2018-04-04

Spark BlockManager分析

BlockManager 是 spark 中至关重要的一个组件，在 spark的的运行过程中到处都有 BlockManager 的身影，只有搞清楚 BlockManager 的原理和机制，你才能更加深入的理解 spark。今天我们来揭开 BlockaManager 的底层原理和设计思路。

整体架构

BlockManager 是一个嵌入在 spark 中的 key-value型分布式存储系统，是为 spark 量身打造的，BlockManager 在一个 spark 应用中作为一个本地缓存运行在所有的节点上，包括所有 driver 和 executor上。 BlockManager 对本地和远程提供一致的 get 和set 数据块接口， BlockManager 本身使用不同的存储方式来存储这些数据，包括 memory, disk, off-heap。

上面是一个整体的架构图， BlockManagerMaster拥有BlockManagerMasterEndpoint 的actor和所有BlockManagerSlaveEndpoint的ref，可以通过这些引用对 slave 下达命令

executor 节点上的BlockManagerMaster 则拥有BlockManagerMasterEndpoint的ref和自身BlockManagerSlaveEndpoint的actor。可以通过 Master的引用注册自己。

在master 和 slave 可以正常的通信之后，就可以根据设计的交互协议进行交互，整个分布式缓存系统也就运转起来了

初始化

我们知道， sparkEnv 启动的时候会启动各个组件， BlockManager 也不例外，也是这个时候启动的
sparkEnv调用create 方法启动。
Spark context启动时候会初始化SparkEnv

1 2	_env = createSparkEnv(_conf, isLocal, listenerBus) SparkEnv.set(_env)

调用如下方法createSparkEnv

private[spark] def createSparkEnv(
 conf: SparkConf,
 isLocal: Boolean,
 listenerBus: LiveListenerBus): SparkEnv = {
 SparkEnv.createDriverEnv(conf, isLocal, listenerBus, SparkContext.numDriverCores(master))
 }

执行SparkEnv.createDriverEnv

private[spark] def createDriverEnv(
 conf: SparkConf,
 isLocal: Boolean,
 listenerBus: LiveListenerBus,
 numCores: Int,
 mockOutputCommitCoordinator: Option[OutputCommitCoordinator] = None): SparkEnv = {
 assert(conf.contains(DRIVER_HOST_ADDRESS),
 s"${DRIVER_HOST_ADDRESS.key} is not set on the driver!")
 assert(conf.contains("spark.driver.port"), "spark.driver.port is not set on the driver!")
 val bindAddress = conf.get(DRIVER_BIND_ADDRESS)
 val advertiseAddress = conf.get(DRIVER_HOST_ADDRESS)
 val port = conf.get("spark.driver.port").toInt
 val ioEncryptionKey = if (conf.get(IO_ENCRYPTION_ENABLED)) {
 Some(CryptoStreamUtils.createKey(conf))

▶ **给定数据行**:

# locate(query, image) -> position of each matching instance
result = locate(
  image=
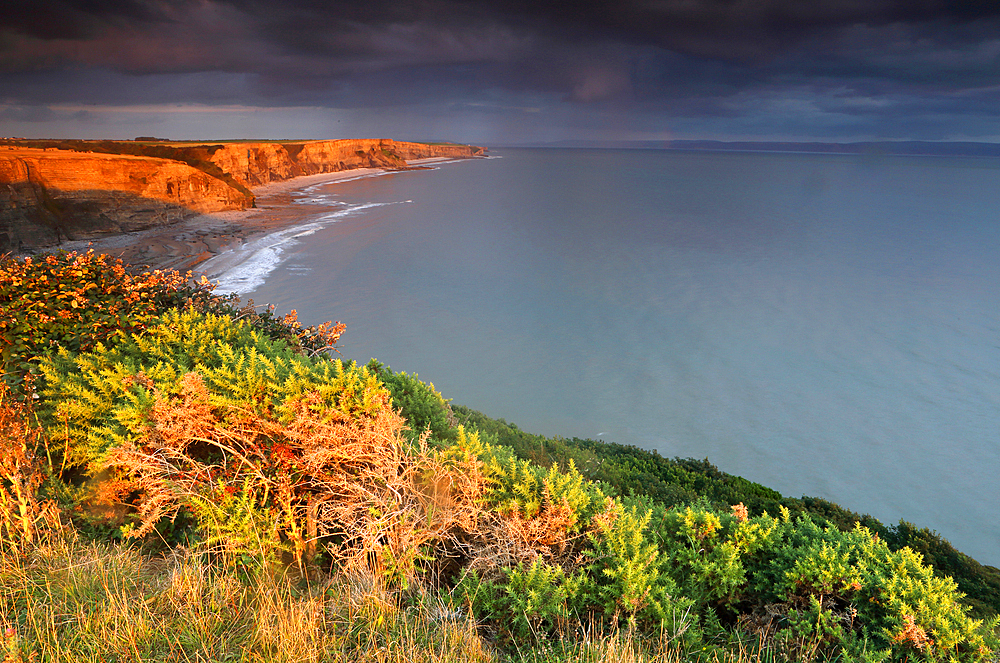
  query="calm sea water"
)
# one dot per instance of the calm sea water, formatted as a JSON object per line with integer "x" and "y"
{"x": 825, "y": 325}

▶ **任务要求**: 把上文 Spark BlockManager 分析中从“BlockManager 是 spark”一直到“memory, disk, off-heap。”的全部文字一字不改地抄写下来。

▶ **最终答案**:
BlockManager 是 spark 中至关重要的一个组件，在 spark的的运行过程中到处都有 BlockManager 的身影，只有搞清楚 BlockManager 的原理和机制，你才能更加深入的理解 spark。今天我们来揭开 BlockaManager 的底层原理和设计思路。

整体架构

BlockManager 是一个嵌入在 spark 中的 key-value型分布式存储系统，是为 spark 量身打造的，BlockManager 在一个 spark 应用中作为一个本地缓存运行在所有的节点上，包括所有 driver 和 executor上。 BlockManager 对本地和远程提供一致的 get 和set 数据块接口， BlockManager 本身使用不同的存储方式来存储这些数据，包括 memory, disk, off-heap。